Bell weather U.S. indexes the S&P 500 and the tech-laden Nasdaq recorded gains of +2.1% and +1.9%, whilst Japan’s Nikkei Index returned +2.6% and China’s domestic Composite index returned +3.9% on the week, all in sterling terms.
Reflecting improving sentiment among market participants, the Chicago Board of Exchange Volatility Index (VIX), a globally recognized gauge of U.S. equity market volatility, fell sharply to close at a level of 20.31 from 28.70 the week prior.
While there are many other factors at work, in most cases a high VIX reflects increased investor fear, and a willingness to pay to protect portfolios against further declines, and a low VIX suggests aggregate investor complacency, and little desire to hedge against the prospect of potential portfolio declines.
Notable economic highlights included the highest US annual inflation (Consumer Price Index) reading since 1982 at 6.8% on a year-over-year basis, marking the sixth straight month in a row in which the broad-based inflation measure has topped 5%.
Surging prices for energy, food and shelter accounted for the lion’s share of the rise. Notable commentator Mohamed El-Erian suggested that the Federal Reserve’s characterisation of inflation as ‘transitory’ throughout 2021 is ‘probably the worst inflation call its (Fed’s) history’. Ouch.
Initial claims for US unemployment benefits continued to fall to the lowest weekly levels in decades, while job openings remained historically high, providing further evidence of the nation’s tight labour market.
The government reported on Wednesday that there were 11 million openings at the end of October, with nearly 5 million more open positions than people seeking work.
This is likely to underpin further, sustained strength in aggregate wage growth (and feed through to inflation) as unions and their employees find themselves in very strong negotiating positions.
Perhaps unsurprisingly, prices of government bonds fell, sending yields higher in a mirror-image reversal of the previous week’s sizeable yield decline.
Markets have taken the view that Omicron hospitalisation and fatality rates will be far less severe than previous Covid-19 variants, and that, as it stands, there is little political appetite for renewed lockdowns.

+ + + + +

* **ASSIGNMENT 1**: Type out the market commentary from "Notable economic highlights" to "has topped 5%.".
* **ASSIGNMENT 2**:
Answer these questions using the market commentary:
(a) At what level did the VIX close for the week?
(b) What was the US annual Consumer Price Index inflation reading?
(c) How many US job openings were there at the end of October?
The lines that come next are unrelated to the market commentary.

+ + + + +

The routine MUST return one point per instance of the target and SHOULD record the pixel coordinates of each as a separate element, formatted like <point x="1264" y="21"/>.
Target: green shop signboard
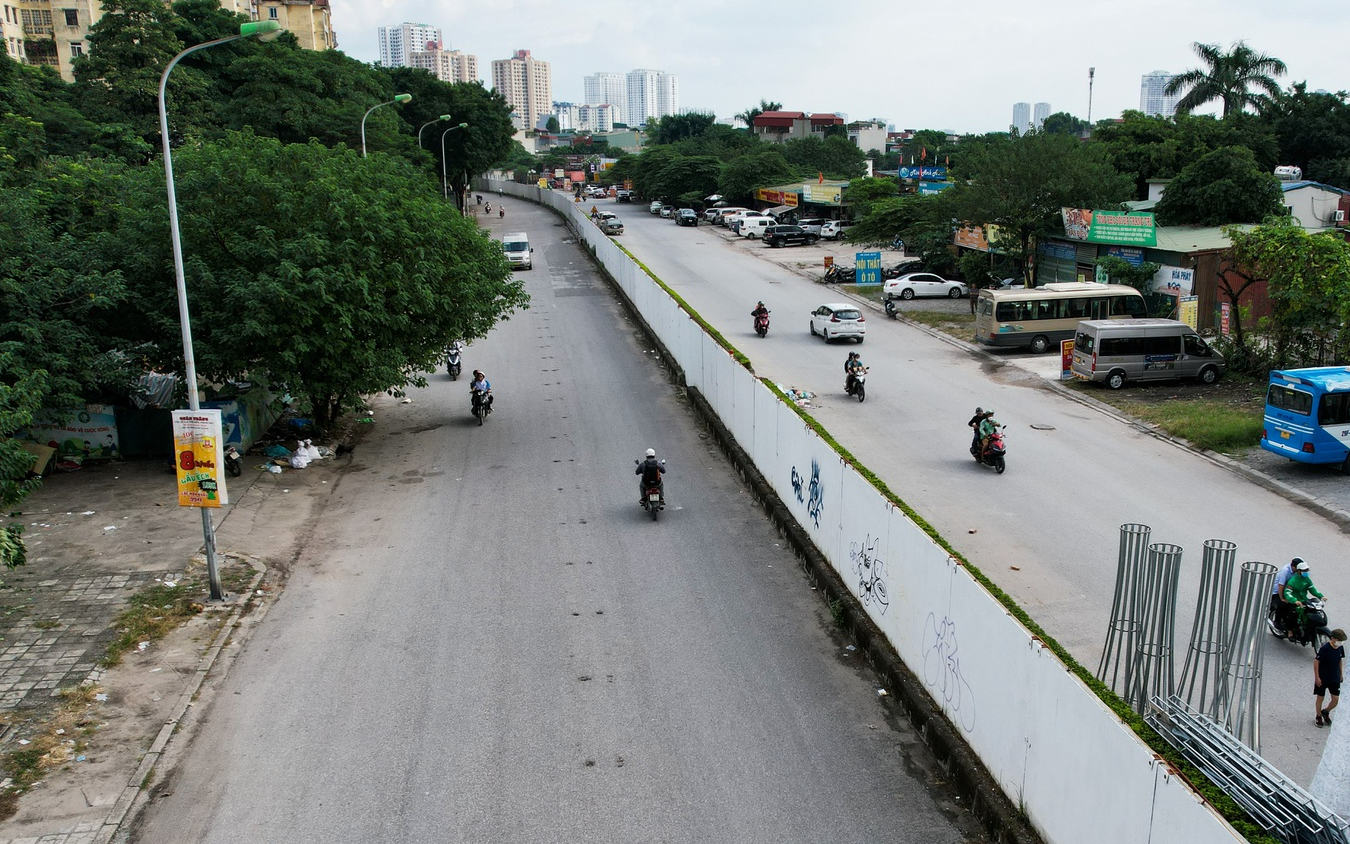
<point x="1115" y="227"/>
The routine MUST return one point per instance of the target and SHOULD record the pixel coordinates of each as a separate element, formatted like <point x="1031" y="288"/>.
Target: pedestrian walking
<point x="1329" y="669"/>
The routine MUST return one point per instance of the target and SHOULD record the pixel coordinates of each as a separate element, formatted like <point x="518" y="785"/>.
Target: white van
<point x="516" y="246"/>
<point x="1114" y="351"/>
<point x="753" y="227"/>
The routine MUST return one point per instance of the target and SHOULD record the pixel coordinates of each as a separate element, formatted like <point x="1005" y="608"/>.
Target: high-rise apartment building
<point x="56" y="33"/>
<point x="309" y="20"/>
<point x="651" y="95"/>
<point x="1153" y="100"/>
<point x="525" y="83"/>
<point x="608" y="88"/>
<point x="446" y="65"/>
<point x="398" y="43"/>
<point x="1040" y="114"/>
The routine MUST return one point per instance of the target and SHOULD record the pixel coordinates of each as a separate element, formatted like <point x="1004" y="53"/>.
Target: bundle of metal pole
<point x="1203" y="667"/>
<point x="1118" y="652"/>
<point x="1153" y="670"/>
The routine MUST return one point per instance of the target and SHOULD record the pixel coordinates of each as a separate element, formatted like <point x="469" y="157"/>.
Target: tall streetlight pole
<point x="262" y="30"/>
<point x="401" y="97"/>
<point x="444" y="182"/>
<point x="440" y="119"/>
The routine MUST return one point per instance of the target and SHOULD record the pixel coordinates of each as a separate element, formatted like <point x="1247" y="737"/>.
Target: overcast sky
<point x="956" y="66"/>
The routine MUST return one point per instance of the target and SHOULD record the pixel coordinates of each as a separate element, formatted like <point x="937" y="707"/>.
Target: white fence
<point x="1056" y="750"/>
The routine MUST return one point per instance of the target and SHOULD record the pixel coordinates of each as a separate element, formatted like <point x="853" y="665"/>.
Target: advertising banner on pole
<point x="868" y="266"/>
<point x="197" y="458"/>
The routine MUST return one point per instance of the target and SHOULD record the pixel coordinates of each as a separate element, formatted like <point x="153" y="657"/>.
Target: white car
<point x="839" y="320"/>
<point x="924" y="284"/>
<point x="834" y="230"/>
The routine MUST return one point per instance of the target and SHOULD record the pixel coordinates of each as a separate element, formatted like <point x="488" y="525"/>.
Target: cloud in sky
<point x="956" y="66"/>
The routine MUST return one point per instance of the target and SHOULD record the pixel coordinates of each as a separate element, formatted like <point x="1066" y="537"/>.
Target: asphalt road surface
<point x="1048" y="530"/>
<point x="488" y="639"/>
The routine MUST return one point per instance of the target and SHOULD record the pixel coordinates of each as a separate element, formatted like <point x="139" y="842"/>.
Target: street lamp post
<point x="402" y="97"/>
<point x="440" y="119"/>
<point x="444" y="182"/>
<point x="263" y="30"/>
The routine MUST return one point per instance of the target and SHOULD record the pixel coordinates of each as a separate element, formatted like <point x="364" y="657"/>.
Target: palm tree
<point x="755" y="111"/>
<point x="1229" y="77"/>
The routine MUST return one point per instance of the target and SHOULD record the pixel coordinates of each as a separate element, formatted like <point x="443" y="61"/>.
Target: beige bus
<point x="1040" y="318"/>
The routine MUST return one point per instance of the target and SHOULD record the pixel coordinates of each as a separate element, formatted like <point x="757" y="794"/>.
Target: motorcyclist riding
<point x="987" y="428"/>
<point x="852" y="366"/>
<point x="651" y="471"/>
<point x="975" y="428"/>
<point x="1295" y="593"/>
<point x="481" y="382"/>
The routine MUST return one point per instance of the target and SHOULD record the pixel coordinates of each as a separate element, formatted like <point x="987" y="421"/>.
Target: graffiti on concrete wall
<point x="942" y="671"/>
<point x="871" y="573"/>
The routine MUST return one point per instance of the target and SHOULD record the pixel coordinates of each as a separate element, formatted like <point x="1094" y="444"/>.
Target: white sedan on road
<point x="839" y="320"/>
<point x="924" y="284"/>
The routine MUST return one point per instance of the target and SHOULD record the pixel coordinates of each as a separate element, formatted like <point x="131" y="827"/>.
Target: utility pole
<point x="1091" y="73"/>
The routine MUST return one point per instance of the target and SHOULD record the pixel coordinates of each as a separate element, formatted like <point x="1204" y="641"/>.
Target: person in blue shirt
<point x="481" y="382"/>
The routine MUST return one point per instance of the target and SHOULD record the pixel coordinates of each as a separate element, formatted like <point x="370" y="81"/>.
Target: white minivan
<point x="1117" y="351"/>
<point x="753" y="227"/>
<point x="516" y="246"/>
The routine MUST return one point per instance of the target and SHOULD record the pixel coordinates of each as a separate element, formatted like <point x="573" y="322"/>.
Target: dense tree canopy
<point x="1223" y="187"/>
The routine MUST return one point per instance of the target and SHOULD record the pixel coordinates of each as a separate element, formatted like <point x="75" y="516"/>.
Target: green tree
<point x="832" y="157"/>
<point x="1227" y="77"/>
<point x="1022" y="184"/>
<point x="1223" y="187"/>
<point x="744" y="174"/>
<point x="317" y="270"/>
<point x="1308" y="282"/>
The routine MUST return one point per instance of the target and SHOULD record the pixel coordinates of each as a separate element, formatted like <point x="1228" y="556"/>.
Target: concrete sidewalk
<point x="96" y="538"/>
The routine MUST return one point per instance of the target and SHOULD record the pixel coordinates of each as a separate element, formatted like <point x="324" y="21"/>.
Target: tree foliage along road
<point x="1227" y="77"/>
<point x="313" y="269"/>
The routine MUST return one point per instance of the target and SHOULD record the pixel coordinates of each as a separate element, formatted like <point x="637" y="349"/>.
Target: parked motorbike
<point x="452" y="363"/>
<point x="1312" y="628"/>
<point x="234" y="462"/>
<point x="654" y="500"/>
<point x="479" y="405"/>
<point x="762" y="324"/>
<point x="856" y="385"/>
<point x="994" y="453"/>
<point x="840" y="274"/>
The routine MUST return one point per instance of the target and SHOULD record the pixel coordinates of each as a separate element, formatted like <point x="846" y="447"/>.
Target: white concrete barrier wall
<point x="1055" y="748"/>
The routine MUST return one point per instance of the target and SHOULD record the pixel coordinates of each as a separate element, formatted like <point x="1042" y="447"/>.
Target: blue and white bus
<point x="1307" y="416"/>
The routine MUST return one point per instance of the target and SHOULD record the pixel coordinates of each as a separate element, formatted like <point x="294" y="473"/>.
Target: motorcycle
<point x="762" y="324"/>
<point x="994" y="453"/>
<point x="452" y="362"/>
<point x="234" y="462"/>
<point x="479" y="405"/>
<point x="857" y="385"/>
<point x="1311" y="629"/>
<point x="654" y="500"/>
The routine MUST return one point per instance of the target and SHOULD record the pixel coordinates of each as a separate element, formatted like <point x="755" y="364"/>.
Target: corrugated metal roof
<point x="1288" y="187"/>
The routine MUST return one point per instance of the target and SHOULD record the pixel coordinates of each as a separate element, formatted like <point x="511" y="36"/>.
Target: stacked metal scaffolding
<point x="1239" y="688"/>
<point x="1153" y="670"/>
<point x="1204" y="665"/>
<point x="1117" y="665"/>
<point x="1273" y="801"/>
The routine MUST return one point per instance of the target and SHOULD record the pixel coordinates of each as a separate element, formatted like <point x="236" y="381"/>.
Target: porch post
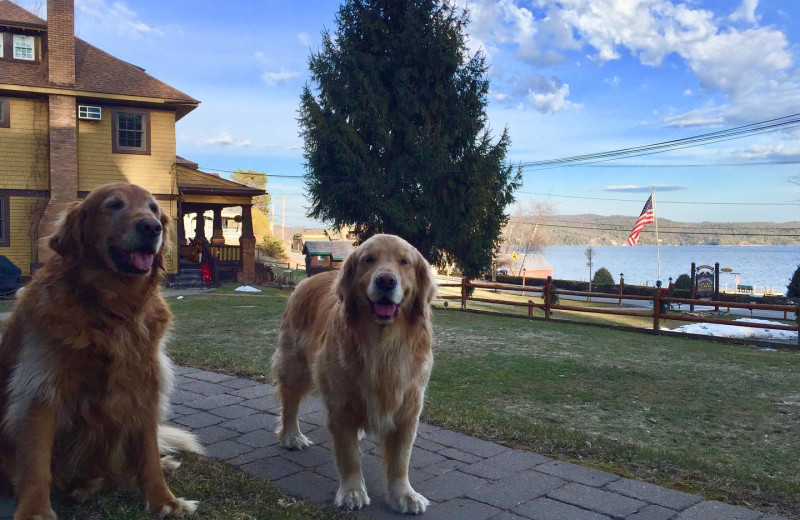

+ + + + +

* **TASK OUTPUT 1**:
Notable economic highlights included the highest US annual inflation (Consumer Price Index) reading since 1982 at 6.8% on a year-over-year basis, marking the sixth straight month in a row in which the broad-based inflation measure has topped 5%.

* **TASK OUTPUT 2**:
(a) 20.31
(b) 6.8% year over year
(c) 11 million